Text segment:
— Start —

Awesome

3DSmoothNet repository

This repository provides code and data to train and evaluate the 3DSmoothNet, compact local feature descriptor for undstructured point clouds. It represents the official implementation of the paper:

The Perfect Match: 3D Point Cloud Matching with Smoothed Densities (CVPR 2019).

PDF | Group Page

Zan Gojcic, Caifa Zhou, Jan D. Wegner, Andreas Wieser

We propose 3DSmoothNet, a full workflow to match 3D point clouds with a siamese deep learning architecture and fully convolutional layers using a voxelized smoothed density value (SDV) representation. The latter is computed per interest point and aligned to the local reference frame (LRF) to achieve rotation invariance. Our compact, learned, rotation invariant 3D point cloud descriptor achieves 94.9% average recall on the 3DMatch benchmark data set, outperforming the state-of-the-art by more than 20 percent points with only 32 output dimensions. This very low output dimension allows for near realtime correspondence search with 0.1 ms per feature point on a standard PC. Our approach is sensor- and sceneagnostic because of SDV, LRF and learning highly descriptive features with fully convolutional layers. We show that 3DSmoothNet trained only on RGB-D indoor scenes of buildings achieves 79.0% average recall on laser scans of outdoor vegetation, more than double the performance of our closest, learning-based competitors.

3DSMoothNet

! Update: We have submitted a revised version of the paper to Arxiv for correcting the typo.

Citation

If you find this code useful for your work or use it in your project, please consider citing:

@inproceedings{gojcic20193DSmoothNet,
	title={The Perfect Match: 3D Point Cloud Matching with Smoothed Densities},
	author={Gojcic, Zan and Zhou, Caifa and Wegner, Jan Dirk and Wieser Andreas},
	booktitle={International conference on computer vision and pattern recognition (CVPR)},
	year={2019}
}

Contact

If you have any questions or find any bugs, please let us know: Zan Gojcic, Caifa Zhou {firstname.lastname@geod.baug.ethz.ch}

Instructions

Dependencies

The pipeline of 3DSmoothNet consits of two steps:

main.cpp: computes the smoothed density value (SDV) voxel grid for a point cloud provided in the .ply format.
main_cnn.py: Inferes the feature descriptors from the SDV voxel grid using the pretrained model. Can also be used to train 3DSmoothNet from scratch or for fine-tuning

Computation of the SDV voxel-grid impelemented in C++ has dependencies on the Point Cloud Library (PCL) and OpenMP. For convinience we include a shell script, which can be used to install PCL as

./install_pcl.sh

The CNN part of the pipeline is based on Python3 (specifically 3.5) and is implemented in Tensorflow. The required libraries can be easily installed by runing

pip install -r requirements.txt

in a new virtual environment.

— End —

Job: Write the next part of the 3DSmoothNet repository text, picking up right after its last sentence.

(Source records)

— Start —

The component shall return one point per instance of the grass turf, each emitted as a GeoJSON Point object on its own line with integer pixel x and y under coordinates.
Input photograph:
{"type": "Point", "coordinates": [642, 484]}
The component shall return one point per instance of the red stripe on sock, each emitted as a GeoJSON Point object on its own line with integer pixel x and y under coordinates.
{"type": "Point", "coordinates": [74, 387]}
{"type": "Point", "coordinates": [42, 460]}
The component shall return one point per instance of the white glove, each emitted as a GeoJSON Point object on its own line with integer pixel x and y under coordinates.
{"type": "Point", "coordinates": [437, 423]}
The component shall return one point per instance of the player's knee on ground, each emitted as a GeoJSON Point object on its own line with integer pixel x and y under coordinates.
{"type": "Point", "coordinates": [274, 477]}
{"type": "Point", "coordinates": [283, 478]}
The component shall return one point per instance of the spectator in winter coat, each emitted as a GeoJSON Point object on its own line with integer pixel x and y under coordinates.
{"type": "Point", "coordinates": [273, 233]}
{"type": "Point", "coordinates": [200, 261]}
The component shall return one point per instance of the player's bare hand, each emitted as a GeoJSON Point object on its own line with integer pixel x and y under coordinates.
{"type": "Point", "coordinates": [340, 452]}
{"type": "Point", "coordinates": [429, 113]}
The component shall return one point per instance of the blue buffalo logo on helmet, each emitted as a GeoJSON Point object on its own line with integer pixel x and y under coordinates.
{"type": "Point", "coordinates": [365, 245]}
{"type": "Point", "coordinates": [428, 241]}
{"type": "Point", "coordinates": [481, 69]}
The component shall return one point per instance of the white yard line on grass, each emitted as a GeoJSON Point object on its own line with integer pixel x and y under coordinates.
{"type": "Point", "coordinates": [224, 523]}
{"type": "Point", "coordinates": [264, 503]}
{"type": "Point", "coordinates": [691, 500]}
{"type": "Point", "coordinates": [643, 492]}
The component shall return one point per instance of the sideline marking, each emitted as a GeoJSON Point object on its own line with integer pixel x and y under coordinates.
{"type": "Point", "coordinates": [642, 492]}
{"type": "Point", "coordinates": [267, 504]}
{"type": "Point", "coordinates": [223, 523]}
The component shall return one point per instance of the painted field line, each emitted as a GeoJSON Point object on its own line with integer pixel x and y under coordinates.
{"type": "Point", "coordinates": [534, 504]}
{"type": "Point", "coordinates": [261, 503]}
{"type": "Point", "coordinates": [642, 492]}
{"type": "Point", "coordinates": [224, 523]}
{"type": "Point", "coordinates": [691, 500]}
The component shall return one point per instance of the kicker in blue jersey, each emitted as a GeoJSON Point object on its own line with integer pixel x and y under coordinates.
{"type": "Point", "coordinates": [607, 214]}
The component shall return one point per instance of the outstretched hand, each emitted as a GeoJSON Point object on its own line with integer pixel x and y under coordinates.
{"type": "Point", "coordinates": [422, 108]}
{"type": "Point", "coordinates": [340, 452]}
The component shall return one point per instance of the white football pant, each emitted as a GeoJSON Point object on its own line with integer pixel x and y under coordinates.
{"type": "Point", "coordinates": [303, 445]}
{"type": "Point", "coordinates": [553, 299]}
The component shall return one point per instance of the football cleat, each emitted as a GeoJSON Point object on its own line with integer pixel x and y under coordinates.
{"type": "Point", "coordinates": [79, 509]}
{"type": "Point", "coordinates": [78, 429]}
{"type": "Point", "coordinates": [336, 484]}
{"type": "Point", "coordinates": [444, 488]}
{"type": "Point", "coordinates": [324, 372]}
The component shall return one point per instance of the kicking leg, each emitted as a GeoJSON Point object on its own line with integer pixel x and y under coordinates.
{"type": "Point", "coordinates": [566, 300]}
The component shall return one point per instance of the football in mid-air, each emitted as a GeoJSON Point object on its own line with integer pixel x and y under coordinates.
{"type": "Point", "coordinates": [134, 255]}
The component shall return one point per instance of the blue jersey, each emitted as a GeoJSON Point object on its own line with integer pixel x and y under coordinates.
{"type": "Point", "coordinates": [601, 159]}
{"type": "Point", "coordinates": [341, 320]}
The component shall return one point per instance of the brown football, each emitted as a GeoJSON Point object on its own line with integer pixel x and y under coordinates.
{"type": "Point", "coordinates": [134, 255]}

— End —

Final result:
To get the correct cuda and cudnn version you can also use the following docker: nvidia/cuda:9.0-cudnn7-devel-ubuntu16.04

Input parametrization

We provide a cmake file that can be used to compile main.cpp as:

cmake -DCMAKE_BUILD_TYPE=Release .
make

which will create an executable 3DSmoothNet that takes the following command line arguments:

-f Path to the Input point cloud file in .ply format
-r Half size of the voxel grid in the unit of the point cloud. Defaults to 0.15.
-n Number of voxels in a side of the grid. Whole grid is nxnxn. Defaults to 16.
-h Width of the Gaussia kernel used for smoothing. Defaults to 1.75.
-k Path to the file with the indices of the interest points. Defults to 0 (i.e. all points are considered).
-o Output folder path. Defaults to "./data/sdv_voxel_grid/".

Testing

The testing with the pretrained models ./models/ for 16, 32 and 64 dimensional 3DSmoothNet can be easily done by runing

python ./main_cnn.py --run_mode=test

which will infer the 3DSmoothNet descriptors for all SDV voxel-grid files (*.csv) located in ./data/test/input_data/. For more options in runing the inference please see ./core/config.py

Training

The provided code can also be used to train 3DSmoothNet from scratch using e.g.:

python ./main_cnn.py --run_mode=train --output_dim=32 --batch_size=256

to train a 32 dimensional 3DSmoothNet with mini-batch size 256. By defult, the training data saved in data\train\trainingData3DMatch\ wil be used and the tensorboard log will be saved in ./logs/. For more training options please see ./core/config.py.

Evaluation

The source-code for the performance evaluation on the 3DMatch data set is available in the ./evaluation/.

In order to compute the recall, first run the correspondenceMatching.m and then the evaluate3DMatchDataset.m.

With small changes of the point cloud names and paths, the code can also be used to evaluate the performance on the ETH data set.

Generation of training data

Procedures
- Prepare the dataset (as .ply format): collect your own point clouds (for fine-tuning) or download the benchmark dataset (e.g. 3DMatch)
- Perform the Input parametrization using the main.cpp
- Save the SDVs into tfrecord using saveDataToTFrecordsExample.py.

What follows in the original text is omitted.